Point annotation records
########################################

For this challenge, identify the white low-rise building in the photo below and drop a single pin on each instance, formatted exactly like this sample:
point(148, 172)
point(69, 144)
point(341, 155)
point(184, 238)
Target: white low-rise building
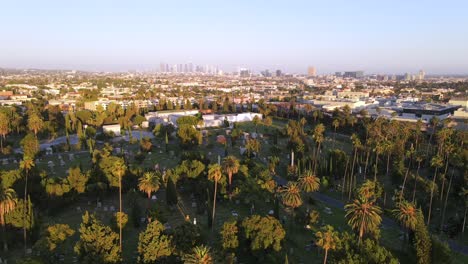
point(112, 129)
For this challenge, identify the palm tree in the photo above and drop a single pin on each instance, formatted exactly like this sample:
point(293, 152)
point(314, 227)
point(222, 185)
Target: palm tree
point(363, 216)
point(436, 162)
point(318, 137)
point(335, 124)
point(419, 159)
point(291, 195)
point(35, 123)
point(199, 255)
point(327, 239)
point(309, 182)
point(149, 183)
point(406, 213)
point(379, 149)
point(409, 154)
point(4, 128)
point(26, 165)
point(230, 166)
point(7, 204)
point(214, 174)
point(119, 169)
point(356, 144)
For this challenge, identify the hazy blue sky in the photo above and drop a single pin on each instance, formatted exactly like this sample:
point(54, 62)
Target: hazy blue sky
point(375, 36)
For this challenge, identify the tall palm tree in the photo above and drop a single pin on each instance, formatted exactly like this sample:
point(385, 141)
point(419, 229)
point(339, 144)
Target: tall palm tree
point(356, 145)
point(308, 182)
point(406, 213)
point(214, 174)
point(35, 123)
point(199, 255)
point(26, 165)
point(230, 166)
point(119, 170)
point(363, 216)
point(335, 124)
point(436, 162)
point(327, 239)
point(419, 159)
point(409, 154)
point(4, 128)
point(7, 204)
point(149, 183)
point(318, 137)
point(291, 195)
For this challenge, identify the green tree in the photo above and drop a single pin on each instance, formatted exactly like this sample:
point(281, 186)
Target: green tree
point(252, 146)
point(149, 183)
point(98, 243)
point(7, 204)
point(363, 216)
point(199, 255)
point(309, 182)
point(291, 195)
point(436, 162)
point(263, 232)
point(52, 240)
point(35, 123)
point(229, 235)
point(186, 236)
point(4, 128)
point(230, 166)
point(77, 180)
point(422, 241)
point(327, 239)
point(214, 174)
point(153, 244)
point(30, 145)
point(171, 192)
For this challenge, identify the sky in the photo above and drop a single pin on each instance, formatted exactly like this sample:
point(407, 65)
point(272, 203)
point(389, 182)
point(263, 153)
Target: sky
point(111, 35)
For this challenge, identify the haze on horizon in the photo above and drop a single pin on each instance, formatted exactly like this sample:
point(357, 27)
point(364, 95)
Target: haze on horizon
point(374, 36)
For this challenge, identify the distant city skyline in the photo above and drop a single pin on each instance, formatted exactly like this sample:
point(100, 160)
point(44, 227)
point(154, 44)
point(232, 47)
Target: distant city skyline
point(388, 37)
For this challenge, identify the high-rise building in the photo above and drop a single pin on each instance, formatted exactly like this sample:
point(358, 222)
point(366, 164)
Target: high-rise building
point(421, 75)
point(311, 72)
point(407, 77)
point(354, 74)
point(243, 72)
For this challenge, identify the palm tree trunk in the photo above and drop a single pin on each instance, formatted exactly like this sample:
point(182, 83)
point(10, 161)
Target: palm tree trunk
point(432, 196)
point(445, 203)
point(214, 205)
point(352, 173)
point(464, 219)
point(388, 163)
point(416, 180)
point(325, 258)
point(5, 245)
point(344, 179)
point(443, 180)
point(120, 215)
point(376, 166)
point(24, 211)
point(404, 181)
point(334, 138)
point(367, 161)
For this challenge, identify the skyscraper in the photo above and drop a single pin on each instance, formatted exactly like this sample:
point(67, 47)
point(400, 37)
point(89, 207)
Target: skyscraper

########################################

EXERCISE TASK:
Convert the material above into a JSON list of strings, one string per line, with blank lines and the pictures left out.

REPLY TO THE EXERCISE:
[
  "For this challenge, identify the white low-rise building in the photo below and drop a single pin on each instance, formatted exactly like this sample:",
  "point(148, 172)",
  "point(69, 144)",
  "point(341, 155)",
  "point(184, 238)",
  "Target: white low-rise building",
  "point(112, 129)",
  "For this challenge, identify the palm tree in the photo above and drop a single pin on each instance, formatted exactly like this sample:",
  "point(293, 152)",
  "point(314, 227)",
  "point(222, 185)",
  "Target: palm tree",
  "point(363, 216)",
  "point(436, 162)",
  "point(318, 137)",
  "point(335, 124)",
  "point(419, 159)",
  "point(291, 195)",
  "point(35, 123)",
  "point(199, 255)",
  "point(327, 239)",
  "point(309, 182)",
  "point(149, 183)",
  "point(406, 213)",
  "point(379, 149)",
  "point(409, 154)",
  "point(4, 128)",
  "point(26, 165)",
  "point(230, 166)",
  "point(7, 204)",
  "point(214, 174)",
  "point(119, 169)",
  "point(356, 144)",
  "For this challenge, identify the hazy blue sky in the photo above and drop a single pin on each instance, formatted exactly like this sample:",
  "point(54, 62)",
  "Target: hazy blue sky",
  "point(375, 36)",
  "For this challenge, identify the tall palm tree in the photo above and drop a single pin on each instance, formatted exactly like this sample:",
  "point(385, 141)",
  "point(419, 229)",
  "point(339, 144)",
  "Target: tall palm tree",
  "point(356, 145)",
  "point(308, 182)",
  "point(406, 213)",
  "point(214, 174)",
  "point(35, 123)",
  "point(199, 255)",
  "point(26, 165)",
  "point(230, 166)",
  "point(119, 170)",
  "point(363, 216)",
  "point(335, 124)",
  "point(436, 162)",
  "point(327, 239)",
  "point(419, 159)",
  "point(409, 154)",
  "point(4, 128)",
  "point(7, 204)",
  "point(149, 183)",
  "point(318, 137)",
  "point(291, 195)",
  "For this challenge, identify the green tree in the photo above and drop a single pin on each instance, formatted exactly like this sample:",
  "point(281, 186)",
  "Target: green tree",
  "point(252, 146)",
  "point(149, 183)",
  "point(98, 243)",
  "point(7, 204)",
  "point(363, 216)",
  "point(199, 255)",
  "point(309, 182)",
  "point(291, 195)",
  "point(436, 162)",
  "point(263, 232)",
  "point(52, 240)",
  "point(35, 123)",
  "point(229, 235)",
  "point(186, 236)",
  "point(4, 128)",
  "point(230, 166)",
  "point(77, 180)",
  "point(422, 241)",
  "point(327, 239)",
  "point(214, 174)",
  "point(153, 244)",
  "point(30, 145)",
  "point(171, 192)",
  "For this challenge, identify the sky in the photo above and drop a single pin on each instance, formatted exactly like this sample:",
  "point(407, 65)",
  "point(272, 203)",
  "point(389, 182)",
  "point(263, 153)",
  "Target: sky",
  "point(111, 35)",
  "For this challenge, identify the haze on horizon in the photo above and drop a single pin on each instance, formatted exactly like this sample:",
  "point(357, 27)",
  "point(364, 95)",
  "Target: haze on horizon",
  "point(374, 36)",
  "For this challenge, identify the distant city skyline in the photo above and drop a single pin on each instance, formatted exactly like this sample:",
  "point(100, 160)",
  "point(44, 227)",
  "point(154, 44)",
  "point(232, 47)",
  "Target: distant city skyline",
  "point(388, 37)",
  "For this challenge, identify the high-rise building in the photo above and drop a single pin on each instance, formatted exactly like this sample:",
  "point(358, 222)",
  "point(366, 164)",
  "Target: high-rise building",
  "point(421, 75)",
  "point(311, 72)",
  "point(407, 77)",
  "point(354, 74)",
  "point(243, 72)",
  "For this challenge, identify the palm tree trunk in the photo above and drop a single pin on each instance, formatted exactly like this sample:",
  "point(182, 83)",
  "point(10, 161)",
  "Target: palm tree trunk",
  "point(432, 196)",
  "point(445, 203)",
  "point(214, 205)",
  "point(352, 173)",
  "point(464, 219)",
  "point(388, 163)",
  "point(416, 180)",
  "point(325, 258)",
  "point(5, 245)",
  "point(344, 179)",
  "point(443, 180)",
  "point(120, 215)",
  "point(376, 166)",
  "point(24, 211)",
  "point(404, 181)",
  "point(334, 138)",
  "point(367, 161)",
  "For this challenge, identify the skyscraper in the photo above and drop a single pin on each instance, formatted exactly like this sample:",
  "point(67, 47)",
  "point(400, 37)",
  "point(89, 207)",
  "Target: skyscraper"
]